SUPPLIED ENTRIES section start

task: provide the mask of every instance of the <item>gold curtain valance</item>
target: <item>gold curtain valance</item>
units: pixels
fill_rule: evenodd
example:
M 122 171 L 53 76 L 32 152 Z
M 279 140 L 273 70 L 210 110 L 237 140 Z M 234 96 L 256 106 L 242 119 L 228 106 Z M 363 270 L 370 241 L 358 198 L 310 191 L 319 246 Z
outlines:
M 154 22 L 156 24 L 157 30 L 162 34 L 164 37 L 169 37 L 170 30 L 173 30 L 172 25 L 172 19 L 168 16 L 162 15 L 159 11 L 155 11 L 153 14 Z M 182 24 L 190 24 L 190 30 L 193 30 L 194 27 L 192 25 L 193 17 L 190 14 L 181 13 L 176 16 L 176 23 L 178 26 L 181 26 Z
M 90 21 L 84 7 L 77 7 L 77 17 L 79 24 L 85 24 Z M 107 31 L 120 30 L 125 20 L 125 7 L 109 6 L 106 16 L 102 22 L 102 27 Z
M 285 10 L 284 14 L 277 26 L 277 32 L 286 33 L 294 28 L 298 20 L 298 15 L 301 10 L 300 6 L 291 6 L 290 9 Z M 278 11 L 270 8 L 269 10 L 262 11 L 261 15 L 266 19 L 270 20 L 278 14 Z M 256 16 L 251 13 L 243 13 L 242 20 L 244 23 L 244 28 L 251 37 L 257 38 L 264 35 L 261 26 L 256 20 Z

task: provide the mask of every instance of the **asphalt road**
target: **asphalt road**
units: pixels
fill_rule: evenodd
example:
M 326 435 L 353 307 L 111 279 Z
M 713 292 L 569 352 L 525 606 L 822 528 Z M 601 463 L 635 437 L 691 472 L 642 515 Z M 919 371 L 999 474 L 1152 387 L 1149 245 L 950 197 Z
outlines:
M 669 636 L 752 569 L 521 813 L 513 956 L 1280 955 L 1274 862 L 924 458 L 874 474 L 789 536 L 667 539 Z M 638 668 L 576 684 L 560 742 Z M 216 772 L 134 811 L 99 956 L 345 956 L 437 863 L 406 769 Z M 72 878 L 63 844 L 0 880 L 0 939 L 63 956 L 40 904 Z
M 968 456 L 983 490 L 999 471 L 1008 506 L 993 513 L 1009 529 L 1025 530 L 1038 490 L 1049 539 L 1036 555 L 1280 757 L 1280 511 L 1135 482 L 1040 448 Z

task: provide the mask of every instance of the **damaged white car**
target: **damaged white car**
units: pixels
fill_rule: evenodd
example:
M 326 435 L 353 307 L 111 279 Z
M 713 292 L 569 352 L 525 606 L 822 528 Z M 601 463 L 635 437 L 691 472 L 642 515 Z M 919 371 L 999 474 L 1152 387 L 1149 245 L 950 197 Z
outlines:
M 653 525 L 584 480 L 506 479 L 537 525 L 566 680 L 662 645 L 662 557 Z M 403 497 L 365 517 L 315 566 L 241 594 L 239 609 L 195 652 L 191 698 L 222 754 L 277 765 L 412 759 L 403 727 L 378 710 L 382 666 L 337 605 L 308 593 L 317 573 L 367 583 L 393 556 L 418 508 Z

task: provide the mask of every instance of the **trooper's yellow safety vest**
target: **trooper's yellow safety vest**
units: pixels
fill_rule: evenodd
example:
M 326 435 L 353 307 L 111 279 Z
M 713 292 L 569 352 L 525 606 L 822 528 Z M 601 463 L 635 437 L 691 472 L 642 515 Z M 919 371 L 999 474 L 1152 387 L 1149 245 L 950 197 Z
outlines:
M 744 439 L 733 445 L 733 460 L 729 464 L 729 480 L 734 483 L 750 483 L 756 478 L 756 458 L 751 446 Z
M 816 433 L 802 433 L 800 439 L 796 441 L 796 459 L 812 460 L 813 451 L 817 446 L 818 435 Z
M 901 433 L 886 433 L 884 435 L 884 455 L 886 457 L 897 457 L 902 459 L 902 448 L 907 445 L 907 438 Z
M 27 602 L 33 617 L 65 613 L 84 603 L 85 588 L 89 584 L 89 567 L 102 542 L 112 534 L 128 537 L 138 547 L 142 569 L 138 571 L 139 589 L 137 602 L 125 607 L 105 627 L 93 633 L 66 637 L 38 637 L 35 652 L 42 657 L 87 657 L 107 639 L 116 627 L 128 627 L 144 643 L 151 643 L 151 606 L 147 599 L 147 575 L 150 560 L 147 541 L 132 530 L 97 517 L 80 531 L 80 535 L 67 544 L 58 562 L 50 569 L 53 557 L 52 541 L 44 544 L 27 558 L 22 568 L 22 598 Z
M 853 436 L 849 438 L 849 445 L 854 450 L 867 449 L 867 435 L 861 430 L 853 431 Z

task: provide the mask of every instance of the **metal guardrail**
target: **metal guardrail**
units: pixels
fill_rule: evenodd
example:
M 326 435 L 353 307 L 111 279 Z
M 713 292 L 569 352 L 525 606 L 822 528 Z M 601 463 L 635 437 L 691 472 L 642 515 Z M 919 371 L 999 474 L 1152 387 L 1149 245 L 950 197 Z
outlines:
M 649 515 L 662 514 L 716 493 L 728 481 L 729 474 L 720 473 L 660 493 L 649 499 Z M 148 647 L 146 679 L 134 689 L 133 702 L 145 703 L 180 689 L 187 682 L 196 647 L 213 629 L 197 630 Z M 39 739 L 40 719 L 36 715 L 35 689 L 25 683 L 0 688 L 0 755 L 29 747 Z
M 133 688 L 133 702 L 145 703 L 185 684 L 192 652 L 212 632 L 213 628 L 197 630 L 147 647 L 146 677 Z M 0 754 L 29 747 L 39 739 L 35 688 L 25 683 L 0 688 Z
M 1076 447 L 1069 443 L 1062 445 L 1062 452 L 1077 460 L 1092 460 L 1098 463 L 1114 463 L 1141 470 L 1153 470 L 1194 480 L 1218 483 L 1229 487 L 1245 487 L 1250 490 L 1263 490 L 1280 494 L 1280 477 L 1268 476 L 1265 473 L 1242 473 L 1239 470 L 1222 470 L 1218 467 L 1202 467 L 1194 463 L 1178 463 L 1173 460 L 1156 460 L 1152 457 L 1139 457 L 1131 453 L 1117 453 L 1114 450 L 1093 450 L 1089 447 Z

SUPPLIED ENTRIES section end

- _ACTIVITY_:
Go line by line through the data and copy any that contain "valance".

- _SOLUTION TO THE PROBLEM_:
task: provide the mask of every instance of the <item>gold curtain valance</item>
target: <item>gold curtain valance</item>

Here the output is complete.